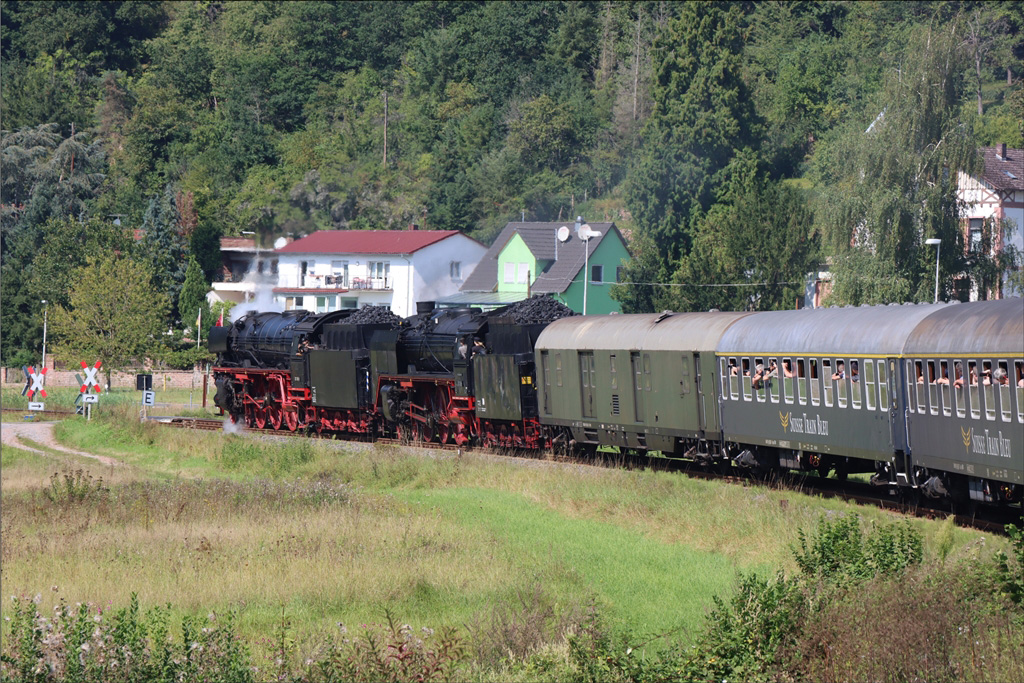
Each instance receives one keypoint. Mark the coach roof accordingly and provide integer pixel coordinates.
(642, 332)
(982, 327)
(847, 331)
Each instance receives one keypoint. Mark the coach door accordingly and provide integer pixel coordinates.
(701, 410)
(587, 377)
(636, 366)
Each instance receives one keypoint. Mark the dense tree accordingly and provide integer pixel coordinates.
(894, 185)
(116, 313)
(702, 115)
(192, 301)
(753, 250)
(165, 246)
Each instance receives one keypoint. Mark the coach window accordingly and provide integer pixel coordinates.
(802, 381)
(1001, 378)
(869, 385)
(826, 373)
(546, 371)
(843, 371)
(855, 384)
(988, 388)
(1018, 380)
(759, 379)
(974, 396)
(745, 379)
(774, 378)
(788, 378)
(960, 396)
(933, 389)
(883, 386)
(911, 387)
(814, 383)
(733, 378)
(943, 383)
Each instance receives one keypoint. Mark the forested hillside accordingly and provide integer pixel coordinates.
(729, 140)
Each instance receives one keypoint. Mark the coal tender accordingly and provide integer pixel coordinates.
(463, 375)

AIM OF THE TASK:
Reproduce exactly the lines from the one containing "Each instance receives one keypoint. Mark the coach window" through the last line of the records above, including both, and nothing else.

SOLUTION FOR THIS EXERCISE:
Each instance receives one keypoint. Mark the coach window accordingly and provide integer pixel coordinates.
(802, 381)
(1001, 378)
(869, 385)
(826, 373)
(546, 371)
(843, 371)
(855, 384)
(988, 388)
(1018, 380)
(759, 379)
(974, 396)
(745, 379)
(774, 378)
(788, 378)
(960, 396)
(933, 389)
(883, 386)
(911, 387)
(814, 383)
(733, 378)
(943, 383)
Each instance receives one keypoint. Mark the forested hillside accordingly and provide integer pixel coordinates.
(729, 140)
Each instance receives one keypoint. Mark the coal tender accordingly and provide integer pixel coordinates.
(463, 375)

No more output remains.